§ WORK REQUIRED
From the listing below, pull out the stretch from the line containing "On this screenshot, the rolled-up" through the line containing "[519,499,669,593]", both included, and reproduce those lines unchanged. Leave out every other line.

○ ○ ○ ○ ○

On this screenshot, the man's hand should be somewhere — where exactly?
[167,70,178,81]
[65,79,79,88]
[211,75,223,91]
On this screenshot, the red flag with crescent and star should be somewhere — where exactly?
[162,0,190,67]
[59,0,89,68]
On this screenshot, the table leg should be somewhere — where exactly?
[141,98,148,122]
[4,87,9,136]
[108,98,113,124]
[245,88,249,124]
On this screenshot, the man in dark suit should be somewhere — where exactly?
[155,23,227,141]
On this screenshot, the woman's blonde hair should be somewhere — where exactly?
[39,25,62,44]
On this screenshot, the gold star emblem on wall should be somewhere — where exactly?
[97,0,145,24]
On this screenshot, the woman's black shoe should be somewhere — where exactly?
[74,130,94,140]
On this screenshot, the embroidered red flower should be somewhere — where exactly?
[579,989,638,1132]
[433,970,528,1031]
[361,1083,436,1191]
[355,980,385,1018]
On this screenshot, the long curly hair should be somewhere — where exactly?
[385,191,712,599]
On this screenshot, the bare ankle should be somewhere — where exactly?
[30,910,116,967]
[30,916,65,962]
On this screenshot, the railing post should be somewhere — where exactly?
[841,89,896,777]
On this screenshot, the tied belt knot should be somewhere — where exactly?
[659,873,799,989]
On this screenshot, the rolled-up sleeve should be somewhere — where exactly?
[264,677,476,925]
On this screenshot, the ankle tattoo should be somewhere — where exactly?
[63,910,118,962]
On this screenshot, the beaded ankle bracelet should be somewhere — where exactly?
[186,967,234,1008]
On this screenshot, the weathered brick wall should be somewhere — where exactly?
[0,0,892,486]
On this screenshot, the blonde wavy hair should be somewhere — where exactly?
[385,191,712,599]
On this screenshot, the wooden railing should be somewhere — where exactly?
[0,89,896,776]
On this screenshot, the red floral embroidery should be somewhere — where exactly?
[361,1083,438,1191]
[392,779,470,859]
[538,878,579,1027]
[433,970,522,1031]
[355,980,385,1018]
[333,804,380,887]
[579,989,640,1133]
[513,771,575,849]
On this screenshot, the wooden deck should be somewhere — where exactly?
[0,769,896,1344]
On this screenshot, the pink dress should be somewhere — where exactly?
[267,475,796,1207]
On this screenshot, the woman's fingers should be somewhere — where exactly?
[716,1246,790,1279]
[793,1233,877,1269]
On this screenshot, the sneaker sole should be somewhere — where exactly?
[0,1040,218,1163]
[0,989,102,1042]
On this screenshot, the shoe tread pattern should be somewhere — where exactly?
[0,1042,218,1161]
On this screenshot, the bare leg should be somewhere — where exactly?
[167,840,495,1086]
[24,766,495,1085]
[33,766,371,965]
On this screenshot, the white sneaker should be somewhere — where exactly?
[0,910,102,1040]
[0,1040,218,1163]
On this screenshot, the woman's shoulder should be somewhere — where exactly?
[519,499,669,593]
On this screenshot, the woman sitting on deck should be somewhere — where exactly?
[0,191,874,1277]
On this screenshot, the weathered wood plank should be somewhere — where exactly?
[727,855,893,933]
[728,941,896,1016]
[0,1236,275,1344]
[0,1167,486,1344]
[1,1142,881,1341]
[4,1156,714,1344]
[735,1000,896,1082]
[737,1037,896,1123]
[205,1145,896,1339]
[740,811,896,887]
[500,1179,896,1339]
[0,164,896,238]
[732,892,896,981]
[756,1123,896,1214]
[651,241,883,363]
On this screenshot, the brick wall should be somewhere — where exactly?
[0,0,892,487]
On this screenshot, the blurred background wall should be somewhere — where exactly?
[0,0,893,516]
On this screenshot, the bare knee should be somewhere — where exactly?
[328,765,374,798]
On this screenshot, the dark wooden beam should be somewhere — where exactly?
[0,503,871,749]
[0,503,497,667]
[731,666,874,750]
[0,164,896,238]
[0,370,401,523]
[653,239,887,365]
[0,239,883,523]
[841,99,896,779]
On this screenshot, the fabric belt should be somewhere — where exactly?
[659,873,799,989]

○ ○ ○ ○ ○

§ WRITTEN RESPONSE
On this screenshot, the rolled-up sleeve should be somewhere — where exactly?
[264,677,476,925]
On this screenshot, the ankle tattoo should be somewhere — where exactly?
[63,910,118,962]
On this screenshot, the beaded ankle bracelet should be somewhere — where exactly?
[186,967,234,1008]
On this screenshot, the weathered brick wall should be somewhere — where exactly?
[0,0,892,486]
On this screenshot, the blonde wavy hair should be somewhere — where exactly?
[385,191,712,599]
On this screenshot, the wooden railing should be somewhere — where exactly?
[0,89,896,776]
On this screenshot, the red floral embroidery should be somewhere — where exactly?
[361,1083,438,1191]
[392,779,470,859]
[538,878,579,1027]
[433,970,522,1031]
[355,980,385,1018]
[333,804,380,887]
[579,989,640,1133]
[513,771,575,849]
On this screenshot, the wooden deck should be somewhere — where exactly?
[0,769,896,1344]
On this screenshot, the pink dress should be somewhere — where exactly?
[267,475,796,1207]
On this screenshot, the woman's fingers should be somewhere — where exactly?
[716,1246,790,1279]
[793,1233,877,1269]
On this screenshot, the sneaker sole should be somewhere — where exactly?
[0,1040,218,1163]
[0,989,102,1042]
On this screenshot, the shoe tread pattern should be somewhere — where exactly?
[0,1042,218,1161]
On this screenshot, the bare leg should be somewhere — where exactly?
[167,840,495,1086]
[24,766,495,1085]
[33,766,371,965]
On this screenshot, the white sneaker should be somewhere — where exactly?
[0,910,102,1040]
[0,1040,218,1163]
On this screenshot, the woman's shoulder should be somewhere — where exactly?
[519,499,669,593]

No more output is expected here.